Aim of the exercise:
Word for word, repeat everything in the records below except the pictures.
----
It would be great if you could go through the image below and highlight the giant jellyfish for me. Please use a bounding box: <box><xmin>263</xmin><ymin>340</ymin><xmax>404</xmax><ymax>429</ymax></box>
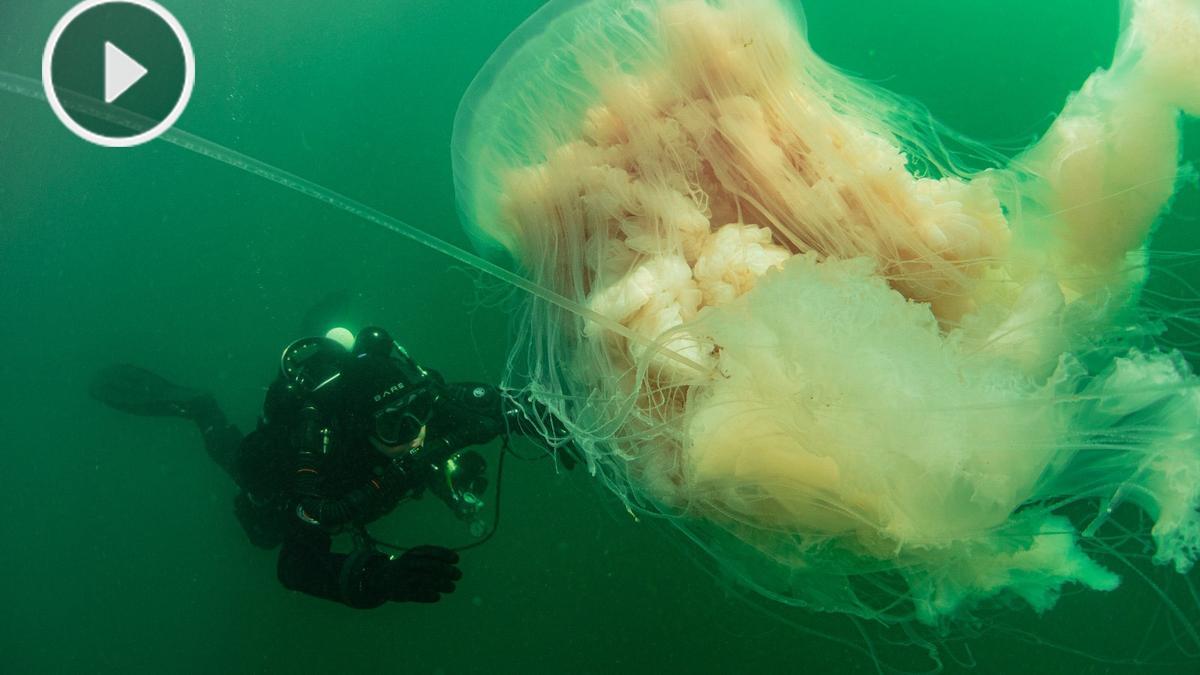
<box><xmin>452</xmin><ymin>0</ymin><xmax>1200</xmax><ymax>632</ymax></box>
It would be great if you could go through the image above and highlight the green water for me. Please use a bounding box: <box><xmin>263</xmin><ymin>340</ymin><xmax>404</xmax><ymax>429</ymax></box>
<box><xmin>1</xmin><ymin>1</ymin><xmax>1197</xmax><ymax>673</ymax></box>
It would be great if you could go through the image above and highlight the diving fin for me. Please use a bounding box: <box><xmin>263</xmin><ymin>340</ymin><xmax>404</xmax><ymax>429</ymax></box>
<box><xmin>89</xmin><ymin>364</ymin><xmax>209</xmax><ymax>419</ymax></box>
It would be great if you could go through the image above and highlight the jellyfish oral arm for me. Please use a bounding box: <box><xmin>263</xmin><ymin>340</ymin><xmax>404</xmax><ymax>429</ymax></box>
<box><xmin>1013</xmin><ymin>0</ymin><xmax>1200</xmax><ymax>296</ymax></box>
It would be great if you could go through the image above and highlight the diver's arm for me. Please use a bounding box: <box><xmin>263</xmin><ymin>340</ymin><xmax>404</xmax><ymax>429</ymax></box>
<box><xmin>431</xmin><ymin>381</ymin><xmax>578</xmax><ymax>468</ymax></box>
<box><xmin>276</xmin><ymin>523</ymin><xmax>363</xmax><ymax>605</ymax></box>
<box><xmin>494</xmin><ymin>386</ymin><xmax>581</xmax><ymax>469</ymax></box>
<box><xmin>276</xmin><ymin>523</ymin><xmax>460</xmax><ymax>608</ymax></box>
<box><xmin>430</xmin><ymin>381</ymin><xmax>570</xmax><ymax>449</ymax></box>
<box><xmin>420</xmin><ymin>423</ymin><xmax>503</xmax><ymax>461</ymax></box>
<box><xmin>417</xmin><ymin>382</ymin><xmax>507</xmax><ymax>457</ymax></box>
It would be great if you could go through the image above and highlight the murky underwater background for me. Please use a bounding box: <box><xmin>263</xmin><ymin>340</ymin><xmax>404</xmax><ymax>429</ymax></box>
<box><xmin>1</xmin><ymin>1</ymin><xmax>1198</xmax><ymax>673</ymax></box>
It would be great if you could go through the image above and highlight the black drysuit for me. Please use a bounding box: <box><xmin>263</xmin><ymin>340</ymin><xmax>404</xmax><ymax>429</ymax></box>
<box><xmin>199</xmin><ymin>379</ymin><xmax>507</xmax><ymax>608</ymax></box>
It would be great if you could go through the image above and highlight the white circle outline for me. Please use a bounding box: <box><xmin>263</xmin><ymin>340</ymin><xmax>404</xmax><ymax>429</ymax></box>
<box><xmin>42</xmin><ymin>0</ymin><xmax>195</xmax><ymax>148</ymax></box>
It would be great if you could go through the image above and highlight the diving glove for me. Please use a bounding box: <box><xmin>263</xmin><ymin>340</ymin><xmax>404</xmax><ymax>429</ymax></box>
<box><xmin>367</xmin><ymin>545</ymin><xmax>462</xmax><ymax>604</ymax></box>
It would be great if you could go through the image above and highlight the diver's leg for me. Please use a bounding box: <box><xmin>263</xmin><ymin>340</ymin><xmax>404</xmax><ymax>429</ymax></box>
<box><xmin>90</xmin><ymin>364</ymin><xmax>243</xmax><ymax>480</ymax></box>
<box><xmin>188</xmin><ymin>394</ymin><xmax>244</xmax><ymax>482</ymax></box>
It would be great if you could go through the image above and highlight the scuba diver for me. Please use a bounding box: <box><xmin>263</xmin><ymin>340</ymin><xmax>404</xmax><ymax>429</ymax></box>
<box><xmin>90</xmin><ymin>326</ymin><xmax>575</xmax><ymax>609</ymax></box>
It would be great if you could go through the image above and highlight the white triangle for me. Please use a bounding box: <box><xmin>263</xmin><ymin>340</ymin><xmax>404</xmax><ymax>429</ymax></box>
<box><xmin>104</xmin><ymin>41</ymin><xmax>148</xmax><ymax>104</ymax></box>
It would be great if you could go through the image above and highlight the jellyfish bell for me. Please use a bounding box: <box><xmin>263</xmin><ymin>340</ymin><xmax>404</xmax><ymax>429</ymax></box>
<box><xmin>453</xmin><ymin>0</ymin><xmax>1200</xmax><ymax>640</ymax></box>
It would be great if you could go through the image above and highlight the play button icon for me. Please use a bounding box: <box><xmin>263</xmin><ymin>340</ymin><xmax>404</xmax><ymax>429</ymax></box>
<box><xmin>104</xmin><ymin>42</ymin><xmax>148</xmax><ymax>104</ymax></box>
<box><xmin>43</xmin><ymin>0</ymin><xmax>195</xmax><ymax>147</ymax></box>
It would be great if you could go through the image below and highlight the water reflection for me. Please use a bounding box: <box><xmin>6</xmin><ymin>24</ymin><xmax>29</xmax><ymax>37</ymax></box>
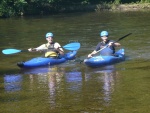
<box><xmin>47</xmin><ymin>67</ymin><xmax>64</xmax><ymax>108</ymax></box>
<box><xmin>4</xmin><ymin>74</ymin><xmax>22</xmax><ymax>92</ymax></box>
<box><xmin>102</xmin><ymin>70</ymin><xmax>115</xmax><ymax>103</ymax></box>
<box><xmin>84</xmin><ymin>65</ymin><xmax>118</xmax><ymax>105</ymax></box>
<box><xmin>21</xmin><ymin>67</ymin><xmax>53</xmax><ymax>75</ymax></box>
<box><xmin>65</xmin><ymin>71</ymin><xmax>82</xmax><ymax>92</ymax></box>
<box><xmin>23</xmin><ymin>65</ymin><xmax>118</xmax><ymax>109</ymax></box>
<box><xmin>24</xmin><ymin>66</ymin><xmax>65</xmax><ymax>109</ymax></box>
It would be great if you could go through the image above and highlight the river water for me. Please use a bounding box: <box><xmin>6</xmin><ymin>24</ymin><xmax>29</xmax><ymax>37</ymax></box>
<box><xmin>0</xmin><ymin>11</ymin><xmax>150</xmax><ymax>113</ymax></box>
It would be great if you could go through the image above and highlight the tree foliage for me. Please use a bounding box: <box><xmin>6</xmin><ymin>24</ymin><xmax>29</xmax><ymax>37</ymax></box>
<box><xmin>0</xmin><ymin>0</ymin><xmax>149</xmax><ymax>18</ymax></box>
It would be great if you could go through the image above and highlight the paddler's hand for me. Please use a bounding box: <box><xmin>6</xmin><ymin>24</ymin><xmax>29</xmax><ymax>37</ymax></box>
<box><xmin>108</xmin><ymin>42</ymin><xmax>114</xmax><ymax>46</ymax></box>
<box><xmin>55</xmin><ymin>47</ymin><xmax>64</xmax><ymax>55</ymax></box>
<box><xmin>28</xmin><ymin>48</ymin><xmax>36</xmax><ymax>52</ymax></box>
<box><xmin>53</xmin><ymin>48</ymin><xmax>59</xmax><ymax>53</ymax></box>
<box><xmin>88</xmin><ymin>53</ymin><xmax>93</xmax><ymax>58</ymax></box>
----
Written answer:
It would be great if you could go through the image below and highlight the giant jellyfish for me. Please use a bounding box: <box><xmin>263</xmin><ymin>340</ymin><xmax>404</xmax><ymax>429</ymax></box>
<box><xmin>452</xmin><ymin>0</ymin><xmax>1200</xmax><ymax>632</ymax></box>
It would be great if you could go through the image above and highlight the green water for me. Please use a bounding box: <box><xmin>263</xmin><ymin>340</ymin><xmax>404</xmax><ymax>429</ymax></box>
<box><xmin>1</xmin><ymin>1</ymin><xmax>1197</xmax><ymax>673</ymax></box>
It would be great if you could go through the image above and highlight the diving fin for me. Please use a bounding box: <box><xmin>263</xmin><ymin>340</ymin><xmax>404</xmax><ymax>429</ymax></box>
<box><xmin>89</xmin><ymin>364</ymin><xmax>209</xmax><ymax>419</ymax></box>
It would be great if you could go through the image above and highlight the jellyfish oral arm for me. Please use a bounding box: <box><xmin>263</xmin><ymin>340</ymin><xmax>404</xmax><ymax>429</ymax></box>
<box><xmin>1013</xmin><ymin>0</ymin><xmax>1200</xmax><ymax>296</ymax></box>
It would be great if you could go through the image above and highlight the diver's arm for me. Please use a bounding box: <box><xmin>263</xmin><ymin>340</ymin><xmax>404</xmax><ymax>429</ymax></box>
<box><xmin>431</xmin><ymin>381</ymin><xmax>578</xmax><ymax>468</ymax></box>
<box><xmin>276</xmin><ymin>523</ymin><xmax>363</xmax><ymax>605</ymax></box>
<box><xmin>494</xmin><ymin>386</ymin><xmax>581</xmax><ymax>469</ymax></box>
<box><xmin>276</xmin><ymin>523</ymin><xmax>460</xmax><ymax>608</ymax></box>
<box><xmin>430</xmin><ymin>381</ymin><xmax>570</xmax><ymax>449</ymax></box>
<box><xmin>420</xmin><ymin>423</ymin><xmax>503</xmax><ymax>461</ymax></box>
<box><xmin>417</xmin><ymin>382</ymin><xmax>507</xmax><ymax>457</ymax></box>
It would be great if you could go through the image above and highlight the murky underwater background for me. Please use a bounding box: <box><xmin>263</xmin><ymin>340</ymin><xmax>404</xmax><ymax>429</ymax></box>
<box><xmin>1</xmin><ymin>1</ymin><xmax>1198</xmax><ymax>673</ymax></box>
It would be great if you could go through the image above and highlight the black drysuit for me. Please use a bounding box: <box><xmin>263</xmin><ymin>340</ymin><xmax>404</xmax><ymax>429</ymax></box>
<box><xmin>199</xmin><ymin>379</ymin><xmax>507</xmax><ymax>608</ymax></box>
It would be great if you could go through the image above and highlight the white circle outline for me. Please use a bounding box: <box><xmin>263</xmin><ymin>340</ymin><xmax>404</xmax><ymax>429</ymax></box>
<box><xmin>42</xmin><ymin>0</ymin><xmax>195</xmax><ymax>148</ymax></box>
It would be great if you could go through the image above and highlight the diving glove for me. Please use a bounding box: <box><xmin>263</xmin><ymin>340</ymin><xmax>404</xmax><ymax>429</ymax></box>
<box><xmin>367</xmin><ymin>545</ymin><xmax>462</xmax><ymax>604</ymax></box>
It would be great if you could go through the image above and highlight the diver's leg for me. Please use a bounding box: <box><xmin>263</xmin><ymin>340</ymin><xmax>404</xmax><ymax>429</ymax></box>
<box><xmin>90</xmin><ymin>364</ymin><xmax>243</xmax><ymax>480</ymax></box>
<box><xmin>188</xmin><ymin>394</ymin><xmax>244</xmax><ymax>482</ymax></box>
It would be great if you could go through the image above and highlight the scuba diver for me. Please use a bounding box: <box><xmin>263</xmin><ymin>340</ymin><xmax>404</xmax><ymax>429</ymax></box>
<box><xmin>90</xmin><ymin>326</ymin><xmax>575</xmax><ymax>609</ymax></box>
It would be great if you could go through the image above and highlight the white triangle for me. Please use a bounding box: <box><xmin>263</xmin><ymin>340</ymin><xmax>404</xmax><ymax>429</ymax></box>
<box><xmin>104</xmin><ymin>41</ymin><xmax>148</xmax><ymax>104</ymax></box>
It would be great if you could go through the image above and highlight the jellyfish bell for me. Please use a bounding box: <box><xmin>263</xmin><ymin>340</ymin><xmax>404</xmax><ymax>429</ymax></box>
<box><xmin>453</xmin><ymin>0</ymin><xmax>1200</xmax><ymax>640</ymax></box>
It would be great if you could go through the image above and highlight the play button icon for me. Please use a bounding box: <box><xmin>263</xmin><ymin>340</ymin><xmax>404</xmax><ymax>429</ymax></box>
<box><xmin>104</xmin><ymin>42</ymin><xmax>148</xmax><ymax>104</ymax></box>
<box><xmin>43</xmin><ymin>0</ymin><xmax>195</xmax><ymax>147</ymax></box>
It would be great if you could go through the image below and highlight the water reflection for me. Please use a bounding box: <box><xmin>6</xmin><ymin>24</ymin><xmax>29</xmax><ymax>37</ymax></box>
<box><xmin>47</xmin><ymin>67</ymin><xmax>64</xmax><ymax>108</ymax></box>
<box><xmin>4</xmin><ymin>74</ymin><xmax>22</xmax><ymax>92</ymax></box>
<box><xmin>102</xmin><ymin>70</ymin><xmax>115</xmax><ymax>103</ymax></box>
<box><xmin>84</xmin><ymin>65</ymin><xmax>118</xmax><ymax>105</ymax></box>
<box><xmin>21</xmin><ymin>67</ymin><xmax>53</xmax><ymax>75</ymax></box>
<box><xmin>65</xmin><ymin>71</ymin><xmax>82</xmax><ymax>92</ymax></box>
<box><xmin>23</xmin><ymin>65</ymin><xmax>118</xmax><ymax>109</ymax></box>
<box><xmin>24</xmin><ymin>66</ymin><xmax>65</xmax><ymax>109</ymax></box>
It would be great if you could go through the image above and highlight the river water for me. Please use a bounding box: <box><xmin>6</xmin><ymin>24</ymin><xmax>29</xmax><ymax>37</ymax></box>
<box><xmin>0</xmin><ymin>11</ymin><xmax>150</xmax><ymax>113</ymax></box>
It would be great if you could go through the image above and highlight the tree foliage for me. Please use a bounding box: <box><xmin>6</xmin><ymin>24</ymin><xmax>29</xmax><ymax>37</ymax></box>
<box><xmin>0</xmin><ymin>0</ymin><xmax>149</xmax><ymax>18</ymax></box>
It would be great if you could go through the image above and highlight the paddler's hand for me. Please use a bounding box: <box><xmin>6</xmin><ymin>24</ymin><xmax>29</xmax><ymax>37</ymax></box>
<box><xmin>108</xmin><ymin>42</ymin><xmax>114</xmax><ymax>46</ymax></box>
<box><xmin>55</xmin><ymin>47</ymin><xmax>64</xmax><ymax>55</ymax></box>
<box><xmin>28</xmin><ymin>48</ymin><xmax>36</xmax><ymax>52</ymax></box>
<box><xmin>53</xmin><ymin>48</ymin><xmax>59</xmax><ymax>53</ymax></box>
<box><xmin>88</xmin><ymin>53</ymin><xmax>93</xmax><ymax>58</ymax></box>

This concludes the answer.